Request A :: In the forum thread on Prior.csv and target leakage, how many test farmers also appear in the prior data?
Request B :: In the forum thread on Prior.csv and target leakage, shorten the paragraph beginning "While the records in Prior.csv are earlier in time" while keeping its main facts.
Request C :: Write the next part of the forum thread on Prior.csv and target leakage, picking up after its final sentence.

I wanted to raise a concern regarding Prior.csv to see if I am misinterpreting the data structure, or if there might be an issue with target leakage still.
We know we have an overlap between Test and Prior: 3,526 out of 5,621 test farmers also appear in the prior data.
While the records in Prior.csv are earlier in time for these overlapping farmers (meaning this isn't strictly future leakage), Prior.csv includes all three target variables fully populated. My main concern is that a non-trivial number of Test.csv rows map back to farmers who already have a positive adoption recorded in Prior.csv.
Here is the breakdown of overlapping test rows that already show prior positive adoption:
If a farmer has already adopted the practice in the prior data, wouldn't predicting their adoption again in the test set be considered target leakage (assuming adoption is a one-time event)?
let me answer according to my understanding
"All these features are historical and do not use any future information, so there is no leakage. Go ahead and add this code to your notebook, then run it to see if it improves your score. Good luck!"
Your response is a bit confusing!
As I already mentioned, I know the data in Prior is historical. My point is about target contamination. If a farmer already adopted the practice in the past, and adoption is a one-time event, then we already know their exact label for the test set.

Provided material ::

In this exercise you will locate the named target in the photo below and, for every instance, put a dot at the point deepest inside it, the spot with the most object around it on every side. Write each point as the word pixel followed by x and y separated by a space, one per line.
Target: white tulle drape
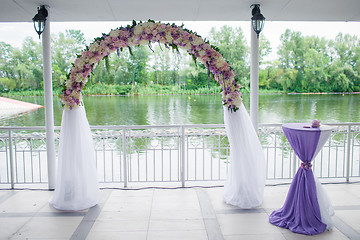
pixel 76 185
pixel 246 178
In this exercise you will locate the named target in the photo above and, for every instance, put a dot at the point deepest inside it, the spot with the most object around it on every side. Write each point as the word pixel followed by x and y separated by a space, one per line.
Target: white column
pixel 254 79
pixel 48 98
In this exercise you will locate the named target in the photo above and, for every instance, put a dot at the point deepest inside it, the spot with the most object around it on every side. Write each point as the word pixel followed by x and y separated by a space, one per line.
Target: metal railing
pixel 176 153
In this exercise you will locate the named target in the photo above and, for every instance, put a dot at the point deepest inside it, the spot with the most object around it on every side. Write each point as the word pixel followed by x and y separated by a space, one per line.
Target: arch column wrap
pixel 254 79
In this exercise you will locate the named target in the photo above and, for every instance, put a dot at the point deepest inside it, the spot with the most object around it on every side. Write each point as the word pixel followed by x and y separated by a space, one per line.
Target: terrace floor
pixel 185 213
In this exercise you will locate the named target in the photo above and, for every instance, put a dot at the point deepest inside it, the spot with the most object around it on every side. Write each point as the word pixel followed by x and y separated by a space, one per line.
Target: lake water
pixel 197 109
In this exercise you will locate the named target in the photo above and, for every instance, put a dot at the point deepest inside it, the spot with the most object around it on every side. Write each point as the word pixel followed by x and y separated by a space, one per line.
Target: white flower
pixel 94 47
pixel 143 42
pixel 114 33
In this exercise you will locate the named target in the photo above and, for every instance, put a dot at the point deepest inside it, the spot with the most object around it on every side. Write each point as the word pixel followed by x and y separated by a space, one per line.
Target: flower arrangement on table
pixel 143 34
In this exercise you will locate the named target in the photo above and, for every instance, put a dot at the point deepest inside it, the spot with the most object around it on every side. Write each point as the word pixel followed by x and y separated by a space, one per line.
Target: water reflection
pixel 196 109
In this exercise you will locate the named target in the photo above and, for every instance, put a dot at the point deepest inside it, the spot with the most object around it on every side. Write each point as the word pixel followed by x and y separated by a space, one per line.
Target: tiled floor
pixel 188 213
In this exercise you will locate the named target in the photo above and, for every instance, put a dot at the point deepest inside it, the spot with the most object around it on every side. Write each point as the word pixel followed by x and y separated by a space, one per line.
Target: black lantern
pixel 257 19
pixel 40 19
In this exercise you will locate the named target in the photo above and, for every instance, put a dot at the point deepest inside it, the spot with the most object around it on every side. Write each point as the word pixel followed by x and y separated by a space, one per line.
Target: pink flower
pixel 315 123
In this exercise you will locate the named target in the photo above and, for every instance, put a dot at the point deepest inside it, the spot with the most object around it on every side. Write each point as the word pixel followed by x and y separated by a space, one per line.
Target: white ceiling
pixel 181 10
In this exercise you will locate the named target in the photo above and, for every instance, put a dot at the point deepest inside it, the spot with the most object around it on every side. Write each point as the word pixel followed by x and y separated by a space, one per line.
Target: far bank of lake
pixel 197 109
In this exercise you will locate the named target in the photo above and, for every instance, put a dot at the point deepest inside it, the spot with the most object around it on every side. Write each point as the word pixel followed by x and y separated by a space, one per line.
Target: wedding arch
pixel 76 185
pixel 144 34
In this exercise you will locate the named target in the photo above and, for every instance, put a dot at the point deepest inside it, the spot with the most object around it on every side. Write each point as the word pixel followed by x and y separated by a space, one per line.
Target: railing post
pixel 182 154
pixel 348 153
pixel 294 164
pixel 124 158
pixel 12 182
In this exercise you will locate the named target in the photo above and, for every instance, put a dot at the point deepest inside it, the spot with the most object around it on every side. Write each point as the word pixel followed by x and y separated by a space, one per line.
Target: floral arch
pixel 143 34
pixel 76 186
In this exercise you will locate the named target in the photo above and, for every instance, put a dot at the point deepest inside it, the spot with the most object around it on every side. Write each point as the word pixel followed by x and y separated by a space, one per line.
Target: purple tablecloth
pixel 301 212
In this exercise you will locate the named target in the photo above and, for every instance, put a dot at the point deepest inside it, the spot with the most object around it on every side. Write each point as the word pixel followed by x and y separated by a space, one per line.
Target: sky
pixel 15 33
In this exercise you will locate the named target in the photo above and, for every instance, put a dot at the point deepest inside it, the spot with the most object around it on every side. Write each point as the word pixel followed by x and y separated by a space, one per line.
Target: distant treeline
pixel 305 64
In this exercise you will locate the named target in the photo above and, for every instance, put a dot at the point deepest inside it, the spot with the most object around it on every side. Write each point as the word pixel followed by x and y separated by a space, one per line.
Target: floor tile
pixel 246 223
pixel 49 227
pixel 121 225
pixel 176 225
pixel 178 235
pixel 272 236
pixel 114 235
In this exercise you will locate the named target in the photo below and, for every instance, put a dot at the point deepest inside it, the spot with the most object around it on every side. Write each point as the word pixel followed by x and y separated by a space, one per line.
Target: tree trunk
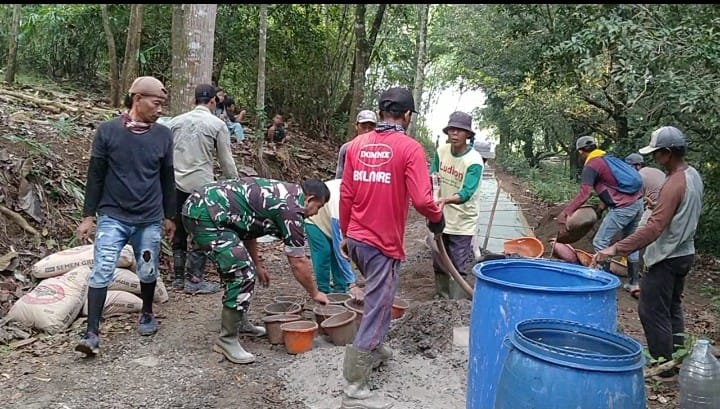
pixel 358 82
pixel 263 169
pixel 132 47
pixel 178 79
pixel 364 45
pixel 419 65
pixel 12 52
pixel 198 28
pixel 112 58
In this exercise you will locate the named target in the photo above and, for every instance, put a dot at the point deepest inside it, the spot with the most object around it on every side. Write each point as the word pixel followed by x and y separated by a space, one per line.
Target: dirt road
pixel 177 369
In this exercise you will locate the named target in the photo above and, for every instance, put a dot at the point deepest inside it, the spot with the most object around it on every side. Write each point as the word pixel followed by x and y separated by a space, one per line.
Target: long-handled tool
pixel 445 259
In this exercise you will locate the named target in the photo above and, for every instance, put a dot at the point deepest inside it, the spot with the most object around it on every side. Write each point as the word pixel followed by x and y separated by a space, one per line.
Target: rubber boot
pixel 382 354
pixel 195 283
pixel 357 368
pixel 246 327
pixel 633 270
pixel 179 259
pixel 455 291
pixel 227 343
pixel 442 282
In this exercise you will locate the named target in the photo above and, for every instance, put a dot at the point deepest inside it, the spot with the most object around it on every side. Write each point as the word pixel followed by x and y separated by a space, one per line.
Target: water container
pixel 511 290
pixel 700 379
pixel 435 179
pixel 559 364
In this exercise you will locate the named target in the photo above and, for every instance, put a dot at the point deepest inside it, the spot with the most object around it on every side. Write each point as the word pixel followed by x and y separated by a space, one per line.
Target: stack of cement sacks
pixel 54 304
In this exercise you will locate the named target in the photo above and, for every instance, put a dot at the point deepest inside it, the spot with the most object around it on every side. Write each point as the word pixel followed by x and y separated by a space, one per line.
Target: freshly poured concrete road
pixel 508 221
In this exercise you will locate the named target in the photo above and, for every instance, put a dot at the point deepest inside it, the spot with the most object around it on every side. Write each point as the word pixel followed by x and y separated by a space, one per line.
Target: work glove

Written response A :: 3,526 out of 5,621 test farmers also appear in the prior data.

Written response B :: For the overlapping farmers, Prior.csv records come earlier in time, so this is not strict future leakage, but the file has all three target variables fully populated. The main concern is that a non-trivial number of Test.csv rows belong to farmers who already show positive adoption in Prior.csv.

Written response C ::
If I am missing something, please point me to where this logic breaks down.
The competition defines adoption as per training, not a permanent state. If a farmer adopted in the past, it doesn’t guarantee they will adopt again after a new training.
Proof: In the train data, you have farmers with prior history but adopted = 0 for some trainings. So adoption is not permanent, and using Prior data for features is safe and not leakage.
In Prior.csv, many farmers have trainings 0–2 days apart. That means at the time of a new training, you would not yet know whether the previous training was “adopted_within_90/120 days” (and often not even 7 days).
But your features (e.g., prior_*_sum, ward/topic/trainer temporal rates) use all prior outcomes immediately, regardless of whether the outcome window has elapsed.
So I was thinking we make outcomes “available” only after the horizon passes:
So you merge stats using known_day (not training_day).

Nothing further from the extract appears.